## WORK INSTRUCTIONS
#1 According to the text on Bina Nusantara University, on what date was the Modern Computer Course founded?
#2 Please write the next part of the text on Bina Nusantara University, picking up after its final sentence.

## TEXT PROVIDED
-- Opening Marker --
Bina Nusantara University, also known as BINUS University, is a private university in Indonesia. The main campus of the university is located at Kebon Jeruk, West Jakarta. Most of its campuses are located within the area of Greater Jakarta Region. It also has campuses at Bandung, Malang, and Semarang.

History

Bina Nusantara University originally evolved from a computer training institute, Modern Computer Course, which was founded on 21 October 1974. Along with the development, the Modern Computer Course later developed into Computer Engineering Academy (ATK) on July 1, 1981. The academy offers informatics and informatics management education. Three years later on 13 July 1984 ATK achieved registered status and the name changed to AMIK Jakarta. On July 1, 1985, AMIK opened a course in accounting computerization. AMIK began to use the name Bina Nusantara on 21 September 1985.

AMIK was awarded the best computer academy award from the Ministry of Education and Culture on March 17, 1986. AMIK Bina Nusantara then formed STMIK (College of Informatics and Computer Management) Bina Nusantara on July 1, 1986. The institute then offered undergraduate study programs (S1) in informatics management and informatics engineering.

On November 9, 1987, AMIK Bina Nusantara joined STMIK Bina Nusantara to form an educational institution offering a diploma study program (D3) and strata 1 (S1). STMIK Bina Nusantara gained an equal status for all courses on March 18, 1992. STMIK Bina Nusantara then opened a postgraduate program of information systems management, first in Indonesia on May 10, 1993.

Bina Nusantara University was established on August 8, 1996. STMIK Bina Nusantara then joined Bina Nusantara University on December 20, 1998. Currently, Bina Nusantara University has educational programs: School of Information Systems, School of Informatics Engineering, Faculty of Engineering, School of Business and Management, Faculty of Economics and Communication, School of Design, Faculty of Humanities, Master of Informatics Engineering, Master of Information Systems Management, Master of Business Management, and Doctoral of Management Research.
-- Closing Marker --
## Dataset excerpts
-- Opening Marker --
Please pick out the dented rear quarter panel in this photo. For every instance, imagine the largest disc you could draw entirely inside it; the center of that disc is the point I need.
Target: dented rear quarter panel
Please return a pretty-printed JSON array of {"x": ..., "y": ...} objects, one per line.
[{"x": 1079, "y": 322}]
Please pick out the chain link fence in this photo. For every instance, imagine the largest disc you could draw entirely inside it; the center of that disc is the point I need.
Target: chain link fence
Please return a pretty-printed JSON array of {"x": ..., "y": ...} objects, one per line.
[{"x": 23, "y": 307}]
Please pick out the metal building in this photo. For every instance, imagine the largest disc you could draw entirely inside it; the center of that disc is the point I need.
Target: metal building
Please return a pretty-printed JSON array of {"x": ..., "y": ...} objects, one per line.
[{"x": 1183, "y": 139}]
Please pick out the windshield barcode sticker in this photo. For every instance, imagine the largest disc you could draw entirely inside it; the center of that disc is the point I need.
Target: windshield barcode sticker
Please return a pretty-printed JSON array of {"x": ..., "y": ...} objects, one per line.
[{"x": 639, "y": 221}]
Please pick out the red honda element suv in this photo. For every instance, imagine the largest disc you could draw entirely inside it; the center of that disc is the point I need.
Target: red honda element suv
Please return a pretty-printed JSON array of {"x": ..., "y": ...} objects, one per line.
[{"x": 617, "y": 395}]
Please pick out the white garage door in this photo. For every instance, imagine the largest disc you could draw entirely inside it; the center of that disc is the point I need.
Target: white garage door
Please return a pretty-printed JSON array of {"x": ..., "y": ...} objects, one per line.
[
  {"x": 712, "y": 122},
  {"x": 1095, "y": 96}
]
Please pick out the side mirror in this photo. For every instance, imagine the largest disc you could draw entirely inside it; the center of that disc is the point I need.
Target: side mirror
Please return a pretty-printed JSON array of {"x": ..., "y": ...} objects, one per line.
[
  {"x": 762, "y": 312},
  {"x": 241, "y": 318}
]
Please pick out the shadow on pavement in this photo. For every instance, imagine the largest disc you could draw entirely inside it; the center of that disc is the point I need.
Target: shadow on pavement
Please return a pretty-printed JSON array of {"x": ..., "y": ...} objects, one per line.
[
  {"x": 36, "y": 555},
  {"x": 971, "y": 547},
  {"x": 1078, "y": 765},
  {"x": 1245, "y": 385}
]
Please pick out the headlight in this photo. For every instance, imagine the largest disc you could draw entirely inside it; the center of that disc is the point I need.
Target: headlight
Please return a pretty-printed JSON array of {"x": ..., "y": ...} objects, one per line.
-- Closing Marker --
## RESULTS IN ORDER
#1 21 October 1974

#2
On October 23, 2014, Binus University launched its new campus by holding a grand launching of Binus University in Alam Sutera, Serpong, South Tangerang.  The new campus is a 22-floor building and applies the concept of a green campus, environmentally friendly building with the use of energy-saving facilities. A campus area of 25 thousand square meters was designed by Indonesian architects, namely Budiman. The A campus has four main courses. The four are computer science, school of design, school business and management, and information systems.

On April 29, 2015, Binus and PT. Summarecon Agung Tbk. signed a new campus construction agreement at Summarecon Bekasi. The campus is planned to be built on an area of 36,400 sqm at Summarecon Bekasi City Circle Road Bulevar. For the initial phase, in March 2016 Binus will open an online learning facility: BINUS UNIVERSITY LEARNING COMMUNITY (BULC) in Summarecon City Bekasi and the next stage Binus University campus will be fully operational by 2018. Now, Binus has 9 campuses in Indonesia, with all of them located in Java. 4 are located in Jakarta, while the others are located in Malang, Semarang, Bandung, Bekasi, and Tangerang.

Courses  
Bina Nusantara University has 3 types of courses: regular, international, and online.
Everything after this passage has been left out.